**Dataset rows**
====

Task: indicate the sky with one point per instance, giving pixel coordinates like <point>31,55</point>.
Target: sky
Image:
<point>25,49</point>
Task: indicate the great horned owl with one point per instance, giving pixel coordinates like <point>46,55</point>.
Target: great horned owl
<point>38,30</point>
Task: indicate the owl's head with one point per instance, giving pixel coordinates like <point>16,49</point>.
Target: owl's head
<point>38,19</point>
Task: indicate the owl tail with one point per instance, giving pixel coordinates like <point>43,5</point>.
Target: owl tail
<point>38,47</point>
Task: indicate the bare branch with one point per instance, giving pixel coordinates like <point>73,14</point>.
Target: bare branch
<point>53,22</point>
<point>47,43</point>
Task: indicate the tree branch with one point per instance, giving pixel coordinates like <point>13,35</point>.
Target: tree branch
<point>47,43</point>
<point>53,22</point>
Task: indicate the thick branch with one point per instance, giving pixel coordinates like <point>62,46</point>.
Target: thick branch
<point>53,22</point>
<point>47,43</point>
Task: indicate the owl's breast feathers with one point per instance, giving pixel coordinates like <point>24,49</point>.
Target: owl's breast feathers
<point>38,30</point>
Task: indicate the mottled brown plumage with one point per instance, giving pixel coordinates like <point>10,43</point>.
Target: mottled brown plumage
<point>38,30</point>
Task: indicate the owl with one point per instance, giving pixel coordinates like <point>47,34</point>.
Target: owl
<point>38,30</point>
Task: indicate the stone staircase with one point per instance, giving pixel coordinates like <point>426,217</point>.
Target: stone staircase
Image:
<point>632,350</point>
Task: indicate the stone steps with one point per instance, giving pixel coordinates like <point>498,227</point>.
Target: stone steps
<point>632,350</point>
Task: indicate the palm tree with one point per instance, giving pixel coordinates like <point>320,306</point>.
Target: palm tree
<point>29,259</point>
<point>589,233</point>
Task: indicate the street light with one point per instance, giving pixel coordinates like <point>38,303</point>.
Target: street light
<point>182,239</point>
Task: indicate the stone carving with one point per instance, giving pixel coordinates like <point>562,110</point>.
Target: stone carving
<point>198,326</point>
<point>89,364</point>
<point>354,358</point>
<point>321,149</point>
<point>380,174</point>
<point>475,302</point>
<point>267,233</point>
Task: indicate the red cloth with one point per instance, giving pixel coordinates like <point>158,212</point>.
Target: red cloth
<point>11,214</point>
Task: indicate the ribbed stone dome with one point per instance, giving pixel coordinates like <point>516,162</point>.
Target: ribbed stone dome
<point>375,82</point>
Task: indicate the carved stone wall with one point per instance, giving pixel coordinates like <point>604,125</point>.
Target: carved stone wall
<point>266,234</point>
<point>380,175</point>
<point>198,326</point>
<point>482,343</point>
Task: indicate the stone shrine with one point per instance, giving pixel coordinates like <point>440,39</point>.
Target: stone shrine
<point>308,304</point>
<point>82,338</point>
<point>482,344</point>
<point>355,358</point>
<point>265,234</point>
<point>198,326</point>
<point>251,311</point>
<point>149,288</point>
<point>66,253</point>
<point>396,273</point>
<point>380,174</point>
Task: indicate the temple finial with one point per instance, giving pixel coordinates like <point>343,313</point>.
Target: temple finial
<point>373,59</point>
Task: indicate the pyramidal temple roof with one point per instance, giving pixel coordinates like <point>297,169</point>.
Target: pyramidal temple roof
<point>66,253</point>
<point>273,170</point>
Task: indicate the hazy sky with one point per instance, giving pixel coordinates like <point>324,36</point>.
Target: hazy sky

====

**Required work**
Format every line of the dataset rows above as a JSON list of strings, one string per line, leaving out blank lines.

**Written answer**
[
  "Task: indicate the sky with one point per instance, giving pixel coordinates like <point>31,55</point>.",
  "Target: sky",
  "Image:",
  "<point>25,49</point>",
  "Task: indicate the great horned owl with one point per instance, giving pixel coordinates like <point>46,55</point>.",
  "Target: great horned owl",
  "<point>38,30</point>",
  "Task: indicate the owl's head with one point per instance, giving pixel coordinates like <point>16,49</point>.",
  "Target: owl's head",
  "<point>38,19</point>",
  "Task: indicate the owl tail with one point per instance, giving pixel coordinates like <point>43,5</point>.",
  "Target: owl tail",
  "<point>38,47</point>",
  "Task: indicate the bare branch with one point per instance, giving pixel coordinates like <point>73,14</point>.",
  "Target: bare branch",
  "<point>53,22</point>",
  "<point>47,43</point>",
  "Task: indicate the tree branch with one point per instance, giving pixel coordinates like <point>13,35</point>.",
  "Target: tree branch",
  "<point>47,43</point>",
  "<point>53,22</point>",
  "Task: indicate the thick branch with one point per instance, giving pixel coordinates like <point>62,46</point>.",
  "Target: thick branch",
  "<point>53,22</point>",
  "<point>47,43</point>",
  "Task: indicate the owl's breast feathers with one point per instance, giving pixel coordinates like <point>24,49</point>.",
  "Target: owl's breast feathers",
  "<point>38,30</point>",
  "Task: indicate the mottled brown plumage with one point per instance, giving pixel coordinates like <point>10,43</point>.",
  "Target: mottled brown plumage",
  "<point>38,30</point>",
  "Task: indicate the owl with one point per instance, giving pixel coordinates like <point>47,34</point>.",
  "Target: owl",
  "<point>38,30</point>",
  "Task: indicate the stone staircase with one point per instance, giving pixel coordinates like <point>426,217</point>.",
  "Target: stone staircase",
  "Image:",
  "<point>632,350</point>",
  "Task: indicate the stone steps with one point per instance, giving pixel coordinates like <point>498,227</point>.",
  "Target: stone steps",
  "<point>632,350</point>",
  "Task: indicate the palm tree with one point per instance, giving pixel coordinates like <point>320,306</point>.",
  "Target: palm tree",
  "<point>29,259</point>",
  "<point>589,233</point>",
  "Task: indicate the street light with one point per instance, giving pixel coordinates like <point>38,303</point>.",
  "Target: street light",
  "<point>182,239</point>",
  "Task: indicate the stone carving with one point per instance, giving pixel coordinates like <point>562,110</point>.",
  "Target: stone carving",
  "<point>198,326</point>",
  "<point>89,364</point>",
  "<point>354,358</point>",
  "<point>321,149</point>",
  "<point>380,174</point>",
  "<point>475,302</point>",
  "<point>267,233</point>",
  "Task: indicate the red cloth with one point per instance, giving pixel coordinates like <point>158,212</point>.",
  "Target: red cloth",
  "<point>11,214</point>",
  "Task: indicate the ribbed stone dome with one point per instance, giving pixel coordinates like <point>516,162</point>.",
  "Target: ribbed stone dome",
  "<point>375,82</point>",
  "Task: indicate the carved stone wall with one point per instance, giving pixel coordinates like <point>604,125</point>.",
  "Target: carved stone wall",
  "<point>266,234</point>",
  "<point>380,175</point>",
  "<point>198,326</point>",
  "<point>482,343</point>",
  "Task: indicate the stone shrine with one point per instance, giving pixel coordinates like <point>440,39</point>.",
  "Target: stone shrine",
  "<point>308,304</point>",
  "<point>82,338</point>",
  "<point>482,344</point>",
  "<point>355,358</point>",
  "<point>265,234</point>",
  "<point>198,326</point>",
  "<point>251,311</point>",
  "<point>149,288</point>",
  "<point>66,253</point>",
  "<point>396,273</point>",
  "<point>380,174</point>",
  "Task: indicate the temple finial with one point per instance, giving pixel coordinates like <point>343,313</point>.",
  "Target: temple finial",
  "<point>373,59</point>",
  "Task: indicate the pyramidal temple roof with one point per instance, giving pixel coordinates like <point>297,169</point>.",
  "Target: pyramidal temple roof",
  "<point>66,253</point>",
  "<point>273,170</point>",
  "Task: indicate the hazy sky with one point per instance, giving pixel coordinates like <point>324,36</point>.",
  "Target: hazy sky"
]